» Direction 1
Report how many lines of the listing contain the string "plank", matching case exactly. Give only the number.

GRIFFITHS v Westbury Holdings Pty Ltd

Case

[2009] FMCA 1130

16 November 2009


FEDERAL MAGISTRATES COURT OF AUSTRALIA

GRIFFITHS v WESTBURY HOLDINGS PTY LTD [2009] FMCA 1130

TRADE PRACTICES – Supply of goods and services – manufacture and importation of goods – warranties as to fitness – merchantable quality – defects.

PRACTICE AND PROCEDURE – Non-compliance with previous orders – obligations of solicitors where non-compliance – order for dismissal if further step not taken within limited time.

Fair Trading Act 1987 (WA), s.79
Federal Magistrates Court Rules 2001 (Cth), rr.13.03B(1)(a), (b) & (c) and (2)(b)
Trade Practices Act 1974 (Cth), ss.74B, 74D, 75AG, 82
Willis v State of Western Australia (No 2) [2009] WASCA 205
Applicant: MICHAEL GRIFFITHS
Respondent: WESTBURY HOLDINGS PTY LTD TRADING AS AIR GROUP AUSTRALIA & SERVICE GROUP AUSTRALIA
File Number: PEG 19 of 2009
Judgment of: Lucev FM
Hearing date: 16 November 2009
Date of Last Submission: 16 November 2009
Delivered at: Perth
Delivered on: 16 November 2009

REPRESENTATION

Counsel for the Applicant: Mr L Torrisi
Solicitors for the Applicant: McLachlan Chilton
Counsel for the Respondent: Mr D McKenna
Solicitors for the Respondent: Jarman McKenna

ORDERS

  1. That the applicant file and serve:

    (i)an amended statement of claim; and

    (ii)any affidavit in support of the application including any expert’s affidavit or report,

    on or before 4 pm on 21 December 2009.

  2. If the applicant fails to comply either in whole or in part with order 1, the application be dismissed.

  3. The matter otherwise be adjourned to a further directions hearing at 11.15 am on 1 February 2010.

FEDERAL MAGISTRATES
COURT OF AUSTRALIA AT
PERTH

PEG 19 of 2009

MICHAEL GRIFFITHS

Applicant

And

WESTBURY HOLDINGS PTY LTD TRADING AS AIR GROUP AUSTRALIA & SERVICE GROUP AUSTRALIA

Respondent

REASONS FOR JUDGMENT

(Ex tempore reasons edited from the transcript)

Application

  1. This is an application which was filed on 16 February 2009. The grounds for the application are set out in the application and relate to alleged breaches of the Trade Practices Act 1974 (Cth)[1] and the State Fair Trading Act 1987 (WA)[2] in relation to implied conditions as to quality and/or fitness, implied warranties in relation to the supply of services and matters associated with the manufacture or importation of unsuitable goods, the manufacture or importation of goods of unmerchantable quality and also liability for manufacturing and supply of defective goods causing loss relating to buildings, land or fixtures, plus common law actions for breach of contract and negligence in the associated jurisdiction of the Court.

» Supplied records

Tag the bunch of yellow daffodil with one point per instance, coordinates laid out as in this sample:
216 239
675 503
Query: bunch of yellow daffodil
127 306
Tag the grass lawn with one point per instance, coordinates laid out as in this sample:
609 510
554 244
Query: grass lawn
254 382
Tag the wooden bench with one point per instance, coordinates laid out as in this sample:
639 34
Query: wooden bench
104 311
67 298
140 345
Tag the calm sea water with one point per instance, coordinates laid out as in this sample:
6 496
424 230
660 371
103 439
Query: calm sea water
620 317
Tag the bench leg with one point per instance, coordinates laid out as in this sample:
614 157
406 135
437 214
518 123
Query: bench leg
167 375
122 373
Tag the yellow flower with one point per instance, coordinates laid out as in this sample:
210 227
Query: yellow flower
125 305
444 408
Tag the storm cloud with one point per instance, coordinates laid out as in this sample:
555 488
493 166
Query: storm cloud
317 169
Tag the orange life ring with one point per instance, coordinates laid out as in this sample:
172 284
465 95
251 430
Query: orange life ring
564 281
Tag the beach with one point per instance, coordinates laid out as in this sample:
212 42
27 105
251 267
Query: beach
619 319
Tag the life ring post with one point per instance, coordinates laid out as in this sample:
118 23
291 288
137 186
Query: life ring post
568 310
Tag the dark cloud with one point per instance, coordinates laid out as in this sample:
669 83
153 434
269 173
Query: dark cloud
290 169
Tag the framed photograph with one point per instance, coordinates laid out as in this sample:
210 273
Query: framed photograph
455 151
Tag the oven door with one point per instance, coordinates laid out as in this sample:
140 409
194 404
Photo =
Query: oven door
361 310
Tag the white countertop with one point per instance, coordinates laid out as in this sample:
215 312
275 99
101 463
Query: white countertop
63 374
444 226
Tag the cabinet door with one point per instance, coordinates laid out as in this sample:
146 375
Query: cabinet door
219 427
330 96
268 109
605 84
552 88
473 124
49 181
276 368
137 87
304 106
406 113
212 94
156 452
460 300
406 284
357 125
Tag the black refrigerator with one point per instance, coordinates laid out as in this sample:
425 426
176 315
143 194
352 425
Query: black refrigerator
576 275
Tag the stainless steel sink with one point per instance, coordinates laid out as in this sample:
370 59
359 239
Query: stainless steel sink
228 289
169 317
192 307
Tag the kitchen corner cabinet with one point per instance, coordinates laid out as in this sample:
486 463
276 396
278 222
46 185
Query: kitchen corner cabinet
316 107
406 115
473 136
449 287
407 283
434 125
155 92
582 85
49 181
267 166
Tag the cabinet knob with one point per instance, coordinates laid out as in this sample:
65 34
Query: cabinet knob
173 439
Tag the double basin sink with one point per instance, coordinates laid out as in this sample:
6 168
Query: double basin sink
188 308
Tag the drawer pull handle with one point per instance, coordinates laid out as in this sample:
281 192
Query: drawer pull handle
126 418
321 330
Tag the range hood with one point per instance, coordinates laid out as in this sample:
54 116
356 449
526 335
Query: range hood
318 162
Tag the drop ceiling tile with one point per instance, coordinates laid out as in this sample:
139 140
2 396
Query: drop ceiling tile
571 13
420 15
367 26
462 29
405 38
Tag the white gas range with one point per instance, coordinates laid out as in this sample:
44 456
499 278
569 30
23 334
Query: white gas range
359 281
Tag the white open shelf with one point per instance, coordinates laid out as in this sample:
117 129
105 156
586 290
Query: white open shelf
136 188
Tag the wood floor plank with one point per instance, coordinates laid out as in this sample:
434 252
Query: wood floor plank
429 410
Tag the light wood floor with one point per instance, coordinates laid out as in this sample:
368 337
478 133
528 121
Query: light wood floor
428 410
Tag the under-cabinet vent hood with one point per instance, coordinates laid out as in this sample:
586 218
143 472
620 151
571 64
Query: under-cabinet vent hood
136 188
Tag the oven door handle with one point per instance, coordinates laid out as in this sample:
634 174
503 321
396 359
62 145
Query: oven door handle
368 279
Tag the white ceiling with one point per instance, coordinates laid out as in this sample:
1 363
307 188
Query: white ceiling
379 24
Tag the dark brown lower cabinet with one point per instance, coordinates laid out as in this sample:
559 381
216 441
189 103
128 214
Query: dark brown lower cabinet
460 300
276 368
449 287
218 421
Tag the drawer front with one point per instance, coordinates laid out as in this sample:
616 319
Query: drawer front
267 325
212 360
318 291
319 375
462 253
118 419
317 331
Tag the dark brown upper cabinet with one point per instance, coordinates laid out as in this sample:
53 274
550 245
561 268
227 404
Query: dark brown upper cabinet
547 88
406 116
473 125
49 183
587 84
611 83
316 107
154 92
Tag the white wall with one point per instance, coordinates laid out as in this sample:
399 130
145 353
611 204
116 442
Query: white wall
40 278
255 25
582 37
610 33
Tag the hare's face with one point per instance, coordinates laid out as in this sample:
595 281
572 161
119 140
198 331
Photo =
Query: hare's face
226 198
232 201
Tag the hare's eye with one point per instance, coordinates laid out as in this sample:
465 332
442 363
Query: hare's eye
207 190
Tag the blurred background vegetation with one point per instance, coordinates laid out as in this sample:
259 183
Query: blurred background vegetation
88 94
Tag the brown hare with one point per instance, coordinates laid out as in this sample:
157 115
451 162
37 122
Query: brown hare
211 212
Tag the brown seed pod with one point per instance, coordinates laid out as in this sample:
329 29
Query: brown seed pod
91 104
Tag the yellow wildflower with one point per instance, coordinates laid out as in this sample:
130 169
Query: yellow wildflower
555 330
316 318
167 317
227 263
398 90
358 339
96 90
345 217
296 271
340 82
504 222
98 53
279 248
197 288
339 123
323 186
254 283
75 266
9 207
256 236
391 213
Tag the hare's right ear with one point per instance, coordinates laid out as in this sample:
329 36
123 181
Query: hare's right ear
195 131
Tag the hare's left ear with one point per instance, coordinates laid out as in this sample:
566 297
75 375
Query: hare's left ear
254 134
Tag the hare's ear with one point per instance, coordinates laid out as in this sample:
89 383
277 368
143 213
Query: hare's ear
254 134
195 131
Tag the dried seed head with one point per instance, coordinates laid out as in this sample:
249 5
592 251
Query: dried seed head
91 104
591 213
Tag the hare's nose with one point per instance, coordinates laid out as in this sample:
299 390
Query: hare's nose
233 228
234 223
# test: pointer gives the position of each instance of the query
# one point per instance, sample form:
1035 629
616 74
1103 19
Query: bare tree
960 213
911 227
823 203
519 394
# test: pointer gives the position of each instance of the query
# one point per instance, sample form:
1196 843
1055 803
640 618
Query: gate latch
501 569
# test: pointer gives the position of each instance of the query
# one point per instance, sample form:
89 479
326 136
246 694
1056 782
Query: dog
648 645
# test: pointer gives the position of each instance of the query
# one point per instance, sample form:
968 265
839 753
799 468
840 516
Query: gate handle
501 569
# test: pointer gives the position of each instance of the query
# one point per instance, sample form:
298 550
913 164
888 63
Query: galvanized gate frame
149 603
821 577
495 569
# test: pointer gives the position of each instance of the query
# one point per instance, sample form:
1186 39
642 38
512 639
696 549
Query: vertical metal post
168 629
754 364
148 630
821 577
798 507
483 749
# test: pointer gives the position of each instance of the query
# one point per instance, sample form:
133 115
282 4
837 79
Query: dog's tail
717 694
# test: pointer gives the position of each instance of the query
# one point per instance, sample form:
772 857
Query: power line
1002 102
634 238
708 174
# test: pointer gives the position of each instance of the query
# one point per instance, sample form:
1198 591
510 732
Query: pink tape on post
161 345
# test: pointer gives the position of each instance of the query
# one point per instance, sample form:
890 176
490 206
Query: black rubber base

» Direction 2
Continue the court judgment in Griffiths v Westbury Holdings from the point where it stops.

» Final answer 1
2

» Final answer 2
    [1] “TP Act”.

    [2] “Fair Trading Act”.

  2. The application seeks common law damages in the sum of $243,492.15 and damages pursuant to s.82 of the TP Act and the equivalent provision of the Fair Trading Act plus compensation under ss.74B, 74D and 75AG of the TP Act. A statement of claim was filed with the application and it is evident that, not to put too broad a brush on it, the essential facts relate to an incident on 25 February 2006 where an air-conditioner caught fire and caused the damage to the applicant’s house.

History of proceedings following filing of application

  1. There was a first directions hearing on 16 March 2009 at which only the first respondent was legally represented and at that first directions hearing the Court was told that there may be cross-claims from the first respondent. Directions were made on that date for the matter to be adjourned to 30 March 2009 and for the parties to confer.

  2. The second respondent subsequently filed a notice of address for service and the matter came back before the Court on 30 March 2009. On that occasion various issues concerning discovery were raised with the Court and the Court made orders that the applicant file and serve any affidavit in support of the statement of claim on or before 4 pm on 30 April 2009, and that the first and second respondents file their defence by 14 May 2009. The matter was otherwise adjourned to a directions hearing on 18 May 2009.

  3. At the third directions hearing on 18 May 2009, after the application had been on foot for some three months and after orders for the filing of affidavits had been made, the applicant raised the fact that it was necessary to have an expert inspect the air-conditioning unit. The Court is of the view that that would have been obvious from the outset, but without opposition from the respondents, orders were made by consent allowing the applicant’s expert to inspect the air-conditioning unit by no later 29 May 2009, for the applicant then to file and serve their affidavits by 19 June 2009, and for the matter to be listed for further directions on 29 June 2009.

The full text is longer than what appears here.